Monitoring: CloudWatch is used to monitor the performance of the deployed models and the overall system. The project also includes scripts for simulating transaction data and testing the end-to-end pipeline.

Configure AWS credentials

$ aws configure

Infrastructure Provisioning

Services Overview

S3 Buckets

# s3.tf
resource "aws_s3_bucket" "fraud_data_bucket" {
    bucket        = "fraud-detection-data-bucket-${var.aws_region}"
    force_destroy = true

    tags = {
        Environment = "dev"
        Project     = "fraud-detection"
    }
}
resource "aws_s3_bucket_lifecycle_configuration" "data_bucket_lifecycle" {
    bucket = aws_s3_bucket.fraud_data_bucket.id

    rule {
        id     = "expire-old-data"
        status = "Enabled"
        filter {
            prefix = ""
        }
        expiration {
            days = 90
        }
    }
}
resource "aws_s3_bucket" "fraud_streaming_bucket" {
    bucket        = "fraud-detection-stream-bucket-${var.aws_region}"
    force_destroy = true

    tags = {
        Environment = "dev"
        Project     = "fraud-detection"
    }
}

Kinesis Streams

# Kinesis Stream
resource "aws_kinesis_stream" "fraud_predictions_stream" {
    name             = var.kinesis_stream_name
    shard_count      = var.kinesis_shard_count
    retention_period = 24 # in hours
    tags = {
        Environment = "dev"
        Project     = "fraud-detection"
    }
}

RDS PostgreSQL

# PostgreSQL RDS Instance
resource "aws_db_instance" "fraudit_postgres" {
    identifier            = "fraudit-postgres-db"
    engine                = "postgres"
    engine_version        = "17.5" # Version supported by AWS RDS
    instance_class        = "db.t3.micro"
    allocated_storage     = 20
    max_allocated_storage = 100
    storage_type          = "gp2"

    db_name  = var.postgres_db
    username = var.postgres_user
    password = var.postgres_password
    port     = var.postgres_port

    # Network configuration
    db_subnet_group_name   = aws_db_subnet_group.fraudit_subnet_group.name
    vpc_security_group_ids = [aws_security_group.rds_sg.id]
    publicly_accessible    = true # Required for access from Glue without VPC

    # Backup configuration
    backup_retention_period = 7
    backup_window           = "03:00-04:00"
    maintenance_window      = "sun:04:00-sun:05:00"

    # Development configuration
    skip_final_snapshot = true
    deletion_protection = false
    apply_immediately   = true

    # Monitoring disabled for simplicity
    performance_insights_enabled = false
    monitoring_interval          = 0

    tags = {
        Name        = "fraudit-postgres"
        Environment = "dev"
        Project     = "fraud-detection"
    }
}

Tip

Glue

The terraform configuration for the Glue job is defined in the glue.tf file. below is an excerpt of the Glue job definition:

# glue.tf
resource "aws_glue_job" "fraudit_streaming_job" {
    name     = "fraudit-streaming-job"

## [Information shown]
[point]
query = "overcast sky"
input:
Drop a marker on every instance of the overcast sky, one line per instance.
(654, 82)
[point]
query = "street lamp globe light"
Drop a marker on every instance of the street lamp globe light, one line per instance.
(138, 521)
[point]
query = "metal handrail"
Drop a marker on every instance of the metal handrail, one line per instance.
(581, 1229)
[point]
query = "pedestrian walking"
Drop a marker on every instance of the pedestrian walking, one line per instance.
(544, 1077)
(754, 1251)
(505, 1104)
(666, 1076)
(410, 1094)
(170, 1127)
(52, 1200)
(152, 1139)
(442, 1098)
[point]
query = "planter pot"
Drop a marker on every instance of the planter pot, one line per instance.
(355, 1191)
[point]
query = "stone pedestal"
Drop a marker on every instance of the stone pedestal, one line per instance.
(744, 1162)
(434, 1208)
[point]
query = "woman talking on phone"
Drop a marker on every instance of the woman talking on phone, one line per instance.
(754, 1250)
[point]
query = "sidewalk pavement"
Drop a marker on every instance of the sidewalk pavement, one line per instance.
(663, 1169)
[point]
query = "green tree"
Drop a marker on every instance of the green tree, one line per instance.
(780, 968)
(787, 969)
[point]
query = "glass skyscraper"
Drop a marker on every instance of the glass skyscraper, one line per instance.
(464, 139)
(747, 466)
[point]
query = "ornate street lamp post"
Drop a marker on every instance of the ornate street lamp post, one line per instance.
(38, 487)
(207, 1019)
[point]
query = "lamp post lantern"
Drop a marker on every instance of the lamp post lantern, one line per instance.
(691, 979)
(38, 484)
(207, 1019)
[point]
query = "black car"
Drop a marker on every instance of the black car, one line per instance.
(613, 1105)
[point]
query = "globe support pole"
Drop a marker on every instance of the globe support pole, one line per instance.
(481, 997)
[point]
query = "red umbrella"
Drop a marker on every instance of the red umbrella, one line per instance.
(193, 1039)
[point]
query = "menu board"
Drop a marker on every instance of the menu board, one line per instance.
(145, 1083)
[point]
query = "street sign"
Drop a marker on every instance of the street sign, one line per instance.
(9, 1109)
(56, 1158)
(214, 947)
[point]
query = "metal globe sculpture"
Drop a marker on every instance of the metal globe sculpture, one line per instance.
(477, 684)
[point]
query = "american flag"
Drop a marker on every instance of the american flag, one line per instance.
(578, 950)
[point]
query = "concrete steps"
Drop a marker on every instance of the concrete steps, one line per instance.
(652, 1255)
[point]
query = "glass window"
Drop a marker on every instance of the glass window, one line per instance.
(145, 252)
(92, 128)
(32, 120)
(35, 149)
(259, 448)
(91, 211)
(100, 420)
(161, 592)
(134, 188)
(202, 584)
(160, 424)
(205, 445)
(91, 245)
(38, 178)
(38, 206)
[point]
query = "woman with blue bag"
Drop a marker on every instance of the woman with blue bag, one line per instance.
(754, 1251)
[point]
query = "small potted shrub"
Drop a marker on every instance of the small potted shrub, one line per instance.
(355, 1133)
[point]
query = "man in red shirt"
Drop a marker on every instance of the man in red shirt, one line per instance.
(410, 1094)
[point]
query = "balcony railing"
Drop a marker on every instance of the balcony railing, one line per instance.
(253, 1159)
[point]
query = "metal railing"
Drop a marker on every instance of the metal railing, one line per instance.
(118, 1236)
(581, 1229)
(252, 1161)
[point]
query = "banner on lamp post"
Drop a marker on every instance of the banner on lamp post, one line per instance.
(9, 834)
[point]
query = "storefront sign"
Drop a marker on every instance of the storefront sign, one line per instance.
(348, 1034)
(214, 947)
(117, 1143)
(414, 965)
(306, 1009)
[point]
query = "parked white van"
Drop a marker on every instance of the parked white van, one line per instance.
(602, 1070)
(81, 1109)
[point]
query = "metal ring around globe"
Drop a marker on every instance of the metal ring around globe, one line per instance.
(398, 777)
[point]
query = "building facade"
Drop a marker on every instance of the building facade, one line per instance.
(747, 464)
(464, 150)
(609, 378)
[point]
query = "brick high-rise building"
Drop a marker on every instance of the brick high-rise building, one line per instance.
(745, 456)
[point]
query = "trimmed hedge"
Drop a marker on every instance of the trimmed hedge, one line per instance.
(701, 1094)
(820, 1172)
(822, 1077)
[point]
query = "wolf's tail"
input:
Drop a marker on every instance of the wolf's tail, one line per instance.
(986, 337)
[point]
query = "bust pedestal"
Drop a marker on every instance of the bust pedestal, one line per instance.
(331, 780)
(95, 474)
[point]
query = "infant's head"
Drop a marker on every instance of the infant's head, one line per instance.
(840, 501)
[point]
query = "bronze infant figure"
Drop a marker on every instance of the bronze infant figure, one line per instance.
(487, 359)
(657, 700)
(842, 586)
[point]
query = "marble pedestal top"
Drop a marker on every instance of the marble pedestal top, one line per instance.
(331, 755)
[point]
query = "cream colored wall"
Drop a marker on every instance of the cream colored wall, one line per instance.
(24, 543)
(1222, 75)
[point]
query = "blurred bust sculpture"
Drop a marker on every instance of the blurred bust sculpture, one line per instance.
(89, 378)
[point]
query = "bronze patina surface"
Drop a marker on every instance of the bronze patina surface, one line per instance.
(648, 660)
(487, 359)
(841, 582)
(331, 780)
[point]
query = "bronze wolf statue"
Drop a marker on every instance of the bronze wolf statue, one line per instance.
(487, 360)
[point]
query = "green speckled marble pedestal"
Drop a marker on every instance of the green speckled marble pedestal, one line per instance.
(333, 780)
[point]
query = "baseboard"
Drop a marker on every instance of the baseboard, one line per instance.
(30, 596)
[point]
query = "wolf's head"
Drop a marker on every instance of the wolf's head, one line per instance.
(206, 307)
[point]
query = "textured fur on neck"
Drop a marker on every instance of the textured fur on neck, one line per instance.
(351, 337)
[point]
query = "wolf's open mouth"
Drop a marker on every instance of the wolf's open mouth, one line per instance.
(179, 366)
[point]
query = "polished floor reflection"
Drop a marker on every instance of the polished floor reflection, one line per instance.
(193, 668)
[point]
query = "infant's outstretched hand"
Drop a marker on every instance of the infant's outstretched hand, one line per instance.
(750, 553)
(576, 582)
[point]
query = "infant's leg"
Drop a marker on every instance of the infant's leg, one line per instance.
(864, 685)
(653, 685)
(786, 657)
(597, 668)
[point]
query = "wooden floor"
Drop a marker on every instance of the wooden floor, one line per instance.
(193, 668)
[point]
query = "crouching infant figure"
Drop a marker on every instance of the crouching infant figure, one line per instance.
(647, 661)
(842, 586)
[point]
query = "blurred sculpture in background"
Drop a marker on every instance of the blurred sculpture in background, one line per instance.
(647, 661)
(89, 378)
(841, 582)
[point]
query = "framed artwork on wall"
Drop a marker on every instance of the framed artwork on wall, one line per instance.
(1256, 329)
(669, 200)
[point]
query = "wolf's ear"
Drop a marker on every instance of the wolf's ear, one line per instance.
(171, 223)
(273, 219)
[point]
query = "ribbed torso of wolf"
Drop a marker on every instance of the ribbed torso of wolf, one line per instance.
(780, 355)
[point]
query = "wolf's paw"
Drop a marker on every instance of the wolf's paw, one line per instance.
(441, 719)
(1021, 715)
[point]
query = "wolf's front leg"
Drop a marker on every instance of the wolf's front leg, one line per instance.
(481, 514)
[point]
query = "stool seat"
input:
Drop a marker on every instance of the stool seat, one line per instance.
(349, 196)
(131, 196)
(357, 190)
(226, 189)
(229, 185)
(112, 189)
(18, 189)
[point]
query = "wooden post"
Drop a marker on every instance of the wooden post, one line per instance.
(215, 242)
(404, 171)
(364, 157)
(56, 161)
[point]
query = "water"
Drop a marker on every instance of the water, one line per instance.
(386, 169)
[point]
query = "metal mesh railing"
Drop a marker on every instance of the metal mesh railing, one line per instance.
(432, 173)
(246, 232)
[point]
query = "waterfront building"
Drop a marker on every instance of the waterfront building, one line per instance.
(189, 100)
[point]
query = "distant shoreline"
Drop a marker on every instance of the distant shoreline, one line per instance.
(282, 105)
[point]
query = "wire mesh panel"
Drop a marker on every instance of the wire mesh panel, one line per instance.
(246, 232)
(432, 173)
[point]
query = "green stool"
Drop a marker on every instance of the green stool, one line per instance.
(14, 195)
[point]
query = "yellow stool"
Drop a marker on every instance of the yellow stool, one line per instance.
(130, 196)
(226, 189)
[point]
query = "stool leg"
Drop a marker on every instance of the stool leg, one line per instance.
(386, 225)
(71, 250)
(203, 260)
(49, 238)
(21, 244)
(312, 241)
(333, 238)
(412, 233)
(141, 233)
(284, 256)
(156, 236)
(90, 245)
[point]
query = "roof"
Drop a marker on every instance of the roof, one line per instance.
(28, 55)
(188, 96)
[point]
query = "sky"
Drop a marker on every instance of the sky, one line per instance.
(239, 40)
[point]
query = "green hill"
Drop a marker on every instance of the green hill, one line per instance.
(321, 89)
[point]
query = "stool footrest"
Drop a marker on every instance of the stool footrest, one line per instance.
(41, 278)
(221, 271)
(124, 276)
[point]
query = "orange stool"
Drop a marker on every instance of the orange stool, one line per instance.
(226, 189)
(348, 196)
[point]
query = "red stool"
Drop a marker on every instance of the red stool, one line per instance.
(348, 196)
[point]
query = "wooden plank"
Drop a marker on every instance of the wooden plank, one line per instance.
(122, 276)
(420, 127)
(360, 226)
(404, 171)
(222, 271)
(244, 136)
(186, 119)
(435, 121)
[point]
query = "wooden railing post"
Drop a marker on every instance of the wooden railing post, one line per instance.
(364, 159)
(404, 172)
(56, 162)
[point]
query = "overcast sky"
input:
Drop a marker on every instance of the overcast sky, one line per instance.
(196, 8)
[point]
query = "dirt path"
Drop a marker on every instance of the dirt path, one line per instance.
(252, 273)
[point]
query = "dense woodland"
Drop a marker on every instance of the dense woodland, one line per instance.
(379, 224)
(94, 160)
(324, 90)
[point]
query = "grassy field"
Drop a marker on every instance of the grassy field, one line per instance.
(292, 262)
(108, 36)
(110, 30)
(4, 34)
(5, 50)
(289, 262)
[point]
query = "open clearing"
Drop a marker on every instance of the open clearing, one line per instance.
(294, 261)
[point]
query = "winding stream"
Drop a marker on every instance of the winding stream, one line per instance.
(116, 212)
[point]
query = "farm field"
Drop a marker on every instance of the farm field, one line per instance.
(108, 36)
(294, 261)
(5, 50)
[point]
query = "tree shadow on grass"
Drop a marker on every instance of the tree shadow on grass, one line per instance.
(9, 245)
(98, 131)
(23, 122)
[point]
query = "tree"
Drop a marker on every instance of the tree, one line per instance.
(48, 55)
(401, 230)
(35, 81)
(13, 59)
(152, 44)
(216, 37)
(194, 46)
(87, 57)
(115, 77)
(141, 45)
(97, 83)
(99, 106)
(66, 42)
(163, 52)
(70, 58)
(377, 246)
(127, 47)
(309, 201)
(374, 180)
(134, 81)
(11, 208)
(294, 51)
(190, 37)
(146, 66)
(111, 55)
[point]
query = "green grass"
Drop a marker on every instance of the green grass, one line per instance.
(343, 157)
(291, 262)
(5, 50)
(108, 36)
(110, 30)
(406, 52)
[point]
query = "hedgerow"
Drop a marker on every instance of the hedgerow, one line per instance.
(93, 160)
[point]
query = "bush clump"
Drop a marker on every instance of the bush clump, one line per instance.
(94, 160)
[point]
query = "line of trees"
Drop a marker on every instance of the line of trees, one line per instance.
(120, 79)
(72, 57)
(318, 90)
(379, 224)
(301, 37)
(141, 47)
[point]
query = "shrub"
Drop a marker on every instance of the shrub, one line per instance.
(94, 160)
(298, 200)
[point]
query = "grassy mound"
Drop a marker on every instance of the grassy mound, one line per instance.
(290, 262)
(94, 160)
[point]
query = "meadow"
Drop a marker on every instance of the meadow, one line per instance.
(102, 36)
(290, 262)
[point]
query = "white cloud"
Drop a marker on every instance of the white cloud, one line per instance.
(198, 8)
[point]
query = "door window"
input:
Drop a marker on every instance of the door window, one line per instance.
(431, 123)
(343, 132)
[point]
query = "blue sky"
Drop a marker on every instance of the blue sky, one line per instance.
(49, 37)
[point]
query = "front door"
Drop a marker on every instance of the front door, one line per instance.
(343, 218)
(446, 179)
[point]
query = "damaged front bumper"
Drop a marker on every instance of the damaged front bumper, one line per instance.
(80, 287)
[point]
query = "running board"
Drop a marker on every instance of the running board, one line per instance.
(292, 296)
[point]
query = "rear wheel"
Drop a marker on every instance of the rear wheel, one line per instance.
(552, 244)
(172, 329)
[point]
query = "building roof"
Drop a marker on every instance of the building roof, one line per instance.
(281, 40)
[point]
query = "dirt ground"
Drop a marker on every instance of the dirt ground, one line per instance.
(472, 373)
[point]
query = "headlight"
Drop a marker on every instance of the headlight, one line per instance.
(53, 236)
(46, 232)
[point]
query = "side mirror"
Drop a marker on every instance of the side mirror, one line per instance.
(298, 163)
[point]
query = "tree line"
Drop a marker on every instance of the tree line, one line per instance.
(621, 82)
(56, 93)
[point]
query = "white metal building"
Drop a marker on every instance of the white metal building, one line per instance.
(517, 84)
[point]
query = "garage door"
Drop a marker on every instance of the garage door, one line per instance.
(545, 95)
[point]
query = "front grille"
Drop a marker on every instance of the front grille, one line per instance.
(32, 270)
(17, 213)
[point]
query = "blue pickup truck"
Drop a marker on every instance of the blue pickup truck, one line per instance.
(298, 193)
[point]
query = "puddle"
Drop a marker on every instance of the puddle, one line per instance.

## [Problems]
a. Answer these questions from the fraud-detection setup text, one line each:
(i) After how many days does the lifecycle rule "expire-old-data" expire objects?
(ii) What retention period, in hours, is set for the Kinesis stream?
(iii) Which instance class is given for the PostgreSQL RDS instance?
b. Translate this sentence from the fraud-detection setup text into Spanish: "The project also includes scripts for simulating transaction data and testing the end-to-end pipeline."
c. Pick up the fraud-detection setup text right after its last line and continue it.

## [Outputs in order]
a.
(i) 90 days
(ii) 24 hours
(iii) db.t3.micro

b. El proyecto también incluye scripts para simular datos de transacciones y probar el pipeline de extremo a extremo.

c.
    role_arn = aws_iam_role.glue-role.arn
    # Job entrypoint
    command {
        script_location = "s3://${aws_s3_bucket.fraud_streaming_bucket.bucket}/spark-jobs/glue_job.py"
        python_version  = "3"
    }

    glue_version = "4.0"
    max_capacity = 2

    default_arguments = {
        "--job-language"                     = "python"
        "--additional-python-modules"        = "s3://${aws_s3_bucket.fraud_streaming_bucket.bucket}/wheel/fraudit-0.0.1-py3-none-any.whl"
        "--python-modules-installer-option"  = "--upgrade"
        "--extra-jars"                       = "s3://${aws_s3_bucket.fraud_streaming_bucket.bucket}/jars/spark-streaming-sql-kinesis-connector_2.12-1.0.0.jar"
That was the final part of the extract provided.